August 21, 2008 / 11:05 PM / 11 years ago

Hormone replacement can improve life quality: study

WASHINGTON (Reuters) - Hormone replacement therapy can improve the quality of a woman’s life, easing the distress of hot flashes, sleep disturbances and restoring lost sexual functioning, researchers reported on Thursday.

About three out of four women who suffered night sweats and hot flushes said the symptoms vanished after a year of HRT use, the researchers reported in the British Medical Journal.

Half the women, aged 50 to 69 when the study started, received Wyeth’s Prempro, a combined estrogen replacement pill, while the rest got a placebo.

“Combined HRT improves sleep, aches and pains, and sexual functioning,” wrote the researchers, led by Amanda Welton of Britain’s Medical Research Council and Alastair MacLennan of the University of Adelaide in Australia.

“These gains can now be factored in to a woman’s choice to use combined HRT. This benefit must be weighed against the overall short and long-term risks, which must be individualized for women based on years since menopause, medical history, and chosen regimen.”

HRT was popular until 2002 when a Women’s Health Initiative study showed it could raise the risk of breast and ovarian cancer, stroke and other serious conditions.

The findings spurred millions of women to abandon HRT and weighed down the shares of hormone therapy makers like Wyeth.

The “women’s international study of long duration oestrogen after the menopause” or WISDOM was set up to evaluate the long-term benefits and risks of HRT, but was stopped early in 2002 after the Women’s Health Initiative findings.

SMALL BUT SIGNIFICANT

Welton’s team questioned more than 2,000 of the women after a year on HRT to see what the benefits or drawbacks might be.

“After one year small but significant improvements were observed in three of nine components of the women’s health questionnaire for those taking combined HRT compared with those taking placebo: vasomotor symptoms, sexual functioning, and sleep problems,” they wrote.

(EXTRACTED INFORMATION):
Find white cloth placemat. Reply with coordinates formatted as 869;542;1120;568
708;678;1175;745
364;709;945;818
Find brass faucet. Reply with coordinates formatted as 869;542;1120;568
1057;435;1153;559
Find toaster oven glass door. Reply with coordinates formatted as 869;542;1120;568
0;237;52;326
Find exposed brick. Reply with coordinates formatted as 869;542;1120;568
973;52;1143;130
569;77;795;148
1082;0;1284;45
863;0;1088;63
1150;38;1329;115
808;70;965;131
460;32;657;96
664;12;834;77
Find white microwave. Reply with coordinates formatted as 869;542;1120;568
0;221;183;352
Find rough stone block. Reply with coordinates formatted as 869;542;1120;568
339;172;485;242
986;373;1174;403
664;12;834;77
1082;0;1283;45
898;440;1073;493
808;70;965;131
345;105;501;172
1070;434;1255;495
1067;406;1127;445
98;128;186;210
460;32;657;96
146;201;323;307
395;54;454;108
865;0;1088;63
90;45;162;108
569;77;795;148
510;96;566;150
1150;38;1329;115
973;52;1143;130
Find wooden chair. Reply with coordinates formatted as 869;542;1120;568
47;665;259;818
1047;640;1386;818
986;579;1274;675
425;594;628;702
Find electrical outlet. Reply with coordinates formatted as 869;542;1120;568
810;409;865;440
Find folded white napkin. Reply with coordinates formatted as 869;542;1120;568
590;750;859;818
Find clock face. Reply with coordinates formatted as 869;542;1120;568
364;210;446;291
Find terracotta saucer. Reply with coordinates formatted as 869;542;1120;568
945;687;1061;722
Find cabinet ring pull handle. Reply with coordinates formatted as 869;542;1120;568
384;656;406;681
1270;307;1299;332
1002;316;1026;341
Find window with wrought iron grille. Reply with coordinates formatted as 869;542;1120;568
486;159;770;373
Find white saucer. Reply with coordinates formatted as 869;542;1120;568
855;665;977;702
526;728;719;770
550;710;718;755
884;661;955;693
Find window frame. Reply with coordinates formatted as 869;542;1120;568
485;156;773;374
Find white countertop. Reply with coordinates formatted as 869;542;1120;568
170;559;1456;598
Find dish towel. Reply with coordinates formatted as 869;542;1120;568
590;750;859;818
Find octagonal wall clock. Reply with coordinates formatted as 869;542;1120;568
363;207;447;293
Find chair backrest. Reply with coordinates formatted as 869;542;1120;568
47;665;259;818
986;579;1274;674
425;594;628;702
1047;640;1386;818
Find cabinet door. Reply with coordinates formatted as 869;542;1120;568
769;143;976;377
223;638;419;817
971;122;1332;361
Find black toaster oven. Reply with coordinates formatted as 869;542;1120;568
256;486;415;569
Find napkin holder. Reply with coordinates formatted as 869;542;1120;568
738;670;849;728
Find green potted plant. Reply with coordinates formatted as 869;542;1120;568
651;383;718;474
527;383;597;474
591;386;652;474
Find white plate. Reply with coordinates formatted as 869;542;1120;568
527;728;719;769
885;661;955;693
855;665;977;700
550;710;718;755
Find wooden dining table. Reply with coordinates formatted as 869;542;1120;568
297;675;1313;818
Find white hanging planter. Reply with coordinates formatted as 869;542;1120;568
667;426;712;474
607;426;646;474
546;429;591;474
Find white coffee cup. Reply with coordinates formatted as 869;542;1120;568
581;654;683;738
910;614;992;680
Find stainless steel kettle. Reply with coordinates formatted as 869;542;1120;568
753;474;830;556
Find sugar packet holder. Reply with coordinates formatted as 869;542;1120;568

(WORK ORDER 1):
Answer these questions from the news article on hormone replacement therapy:
(a) About what share of women with night sweats and hot flushes said the symptoms vanished after a year of HRT?
(b) How old were the women when the study started?
(c) In what year was the WISDOM study stopped early?
(WORK ORDER 2): What comes next in the news article on hormone replacement therapy? Write a continuation that picks up after its final paragraph.

(WRITTEN ANSWER 1):
(a) About three out of four.
(b) Aged 50 to 69.
(c) 2002.

(WRITTEN ANSWER 2):
“No significant differences in other menopausal symptoms, depression, or overall quality of life were observed at one year.”

Like the women in the Women’s Health Initiative study, many of the women in the WISDOM study were well past menopause when they started HRT. Their average age was nearly 64, more than a dozen years since they entered menopause.

Many experts have said HRT is probably safer for women just beginning menopause, which starts at about an average age of 51 but usually begins causing symptoms years earlier.

The British, Australian and New Zealand researchers said health issues do not have to be life-or-death matters to be important to a patient’s life.

“In many circumstances, quality of survival is as important as quantity,” they wrote.

Most doctors now advise that women use the lowest dose possible of HRT for the shortest possible amount of time to manage the symptoms of menopause.

“The findings are unlikely to impact significantly on the current management of menopausal symptoms, very effectively and safely accomplished with currently used doses of HRT,” said Henry Burger of Australia’s Monash University, a former president of the International Menopause Society.